- [EXERCISE DESCRIPTION]
Your task is to copy every line of this material exactly.

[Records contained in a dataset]
________________
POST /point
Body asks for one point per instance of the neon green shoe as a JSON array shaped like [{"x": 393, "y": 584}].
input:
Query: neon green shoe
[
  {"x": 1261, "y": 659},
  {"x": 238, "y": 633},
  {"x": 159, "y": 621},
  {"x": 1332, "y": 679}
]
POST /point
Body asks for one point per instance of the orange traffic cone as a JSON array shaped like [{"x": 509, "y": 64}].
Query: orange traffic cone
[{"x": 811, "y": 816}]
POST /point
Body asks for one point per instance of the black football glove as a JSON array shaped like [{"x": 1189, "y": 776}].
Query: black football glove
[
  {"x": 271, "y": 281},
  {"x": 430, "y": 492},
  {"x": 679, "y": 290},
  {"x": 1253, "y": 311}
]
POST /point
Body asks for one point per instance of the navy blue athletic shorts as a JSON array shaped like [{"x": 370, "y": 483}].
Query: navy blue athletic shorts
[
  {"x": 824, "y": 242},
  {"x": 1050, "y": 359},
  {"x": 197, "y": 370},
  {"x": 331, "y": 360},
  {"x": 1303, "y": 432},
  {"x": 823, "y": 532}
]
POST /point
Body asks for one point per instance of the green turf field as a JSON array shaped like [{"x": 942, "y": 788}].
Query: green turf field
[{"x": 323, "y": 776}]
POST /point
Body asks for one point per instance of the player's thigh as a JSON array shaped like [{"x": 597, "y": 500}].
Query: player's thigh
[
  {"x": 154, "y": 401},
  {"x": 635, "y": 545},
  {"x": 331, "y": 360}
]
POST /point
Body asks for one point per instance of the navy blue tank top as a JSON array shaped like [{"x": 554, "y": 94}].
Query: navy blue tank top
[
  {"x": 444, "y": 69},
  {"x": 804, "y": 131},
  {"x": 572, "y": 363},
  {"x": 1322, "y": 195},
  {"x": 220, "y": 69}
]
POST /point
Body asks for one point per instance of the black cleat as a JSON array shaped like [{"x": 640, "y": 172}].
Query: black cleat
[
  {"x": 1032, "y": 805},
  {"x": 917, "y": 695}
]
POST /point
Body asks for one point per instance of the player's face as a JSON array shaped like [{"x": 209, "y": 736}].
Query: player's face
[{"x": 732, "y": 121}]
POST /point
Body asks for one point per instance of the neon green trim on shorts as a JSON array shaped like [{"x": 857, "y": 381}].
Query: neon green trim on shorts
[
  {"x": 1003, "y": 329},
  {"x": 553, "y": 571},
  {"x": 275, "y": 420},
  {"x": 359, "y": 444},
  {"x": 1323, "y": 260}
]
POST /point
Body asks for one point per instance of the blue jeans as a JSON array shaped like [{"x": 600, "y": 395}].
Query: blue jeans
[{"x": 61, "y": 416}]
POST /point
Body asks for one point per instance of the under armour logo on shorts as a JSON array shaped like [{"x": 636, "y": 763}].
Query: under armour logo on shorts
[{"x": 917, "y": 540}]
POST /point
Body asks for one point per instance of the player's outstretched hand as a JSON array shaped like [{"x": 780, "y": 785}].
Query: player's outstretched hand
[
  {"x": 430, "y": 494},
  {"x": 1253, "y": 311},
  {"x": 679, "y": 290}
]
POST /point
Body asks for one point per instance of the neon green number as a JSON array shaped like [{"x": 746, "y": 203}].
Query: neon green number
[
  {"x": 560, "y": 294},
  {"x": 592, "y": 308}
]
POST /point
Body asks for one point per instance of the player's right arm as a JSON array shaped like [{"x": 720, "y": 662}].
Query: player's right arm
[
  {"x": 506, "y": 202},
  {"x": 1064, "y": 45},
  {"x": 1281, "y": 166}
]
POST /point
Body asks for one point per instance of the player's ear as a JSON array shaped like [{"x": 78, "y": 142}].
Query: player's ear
________________
- [WRITTEN REPLY]
POST /point
Body asks for one point per instance of the neon green shoe as a JSON array shaped like [{"x": 393, "y": 584}].
input:
Query: neon green shoe
[
  {"x": 1261, "y": 659},
  {"x": 238, "y": 633},
  {"x": 159, "y": 621},
  {"x": 1332, "y": 679}
]
POST /point
Body asks for one point per instance of the orange traffic cone as a JSON array shaped like [{"x": 509, "y": 64}].
Query: orange traffic cone
[{"x": 811, "y": 816}]
POST /point
Body asks for one point per instance of the black football glove as a JSON array shaped like [{"x": 1189, "y": 776}].
Query: black football glove
[
  {"x": 271, "y": 281},
  {"x": 430, "y": 492},
  {"x": 679, "y": 290},
  {"x": 1253, "y": 311}
]
POST /point
Body asks for one point per instance of the navy blue athletic shorts as a JSON array shaped like [{"x": 370, "y": 483}].
Query: navy blue athletic shorts
[
  {"x": 824, "y": 242},
  {"x": 1050, "y": 359},
  {"x": 197, "y": 370},
  {"x": 331, "y": 360},
  {"x": 1303, "y": 432},
  {"x": 823, "y": 532}
]
POST /point
Body asks for one point per instance of the green turf field as a JSON array shaped like [{"x": 942, "y": 788}].
Query: green turf field
[{"x": 323, "y": 776}]
POST /point
Body asks for one point per instance of the player's thigh as a JSON array shaped like [{"x": 597, "y": 500}].
Query: player's thigh
[
  {"x": 154, "y": 401},
  {"x": 635, "y": 545},
  {"x": 331, "y": 360}
]
POST /point
Body asks for one point per instance of the navy blue tank top as a JSON array shaped like [{"x": 554, "y": 94}].
Query: navy blue tank top
[
  {"x": 444, "y": 69},
  {"x": 804, "y": 131},
  {"x": 572, "y": 363},
  {"x": 1322, "y": 195},
  {"x": 220, "y": 69}
]
POST /point
Body asks for one point per instance of the black cleat as a JSON array shaped like [{"x": 640, "y": 172}].
Query: black cleat
[
  {"x": 1032, "y": 805},
  {"x": 917, "y": 695}
]
POST /point
Body asks for one point per instance of the player's face as a JSON array shaped like [{"x": 209, "y": 736}].
Query: player's face
[{"x": 732, "y": 121}]
POST /point
Body asks for one point per instance of the neon green trim on shorts as a JSON array shaped like [{"x": 857, "y": 381}].
Query: neon green trim on shorts
[
  {"x": 1003, "y": 329},
  {"x": 553, "y": 571},
  {"x": 275, "y": 420},
  {"x": 359, "y": 444},
  {"x": 1323, "y": 260}
]
POST /point
Body asks for one point per instance of the blue jeans as a JSON array shaped like [{"x": 600, "y": 395}].
Query: blue jeans
[{"x": 61, "y": 416}]
POST /point
Body asks for one point per instance of the under armour logo on shorts as a JSON array shaped like [{"x": 636, "y": 763}].
Query: under armour logo on shorts
[{"x": 917, "y": 540}]
POST /point
Body asks for one point per instance of the player's outstretched hand as a JSON array shaped like [{"x": 780, "y": 785}].
Query: player's outstretched hand
[
  {"x": 430, "y": 494},
  {"x": 1253, "y": 311},
  {"x": 679, "y": 290}
]
POST /point
Body asks for one point per instance of the neon green number as a JSON array shaped like [{"x": 746, "y": 203}].
Query: neon green number
[
  {"x": 560, "y": 294},
  {"x": 592, "y": 308}
]
POST /point
Body asks for one point per instance of the player's right arm as a JSON array shaped like [{"x": 720, "y": 662}].
Query: player's right arm
[
  {"x": 506, "y": 202},
  {"x": 1064, "y": 45},
  {"x": 1281, "y": 166}
]
POST /point
Body asks for one point per instance of the player's ear as a JSON array shaped like [{"x": 78, "y": 142}].
Query: player's ear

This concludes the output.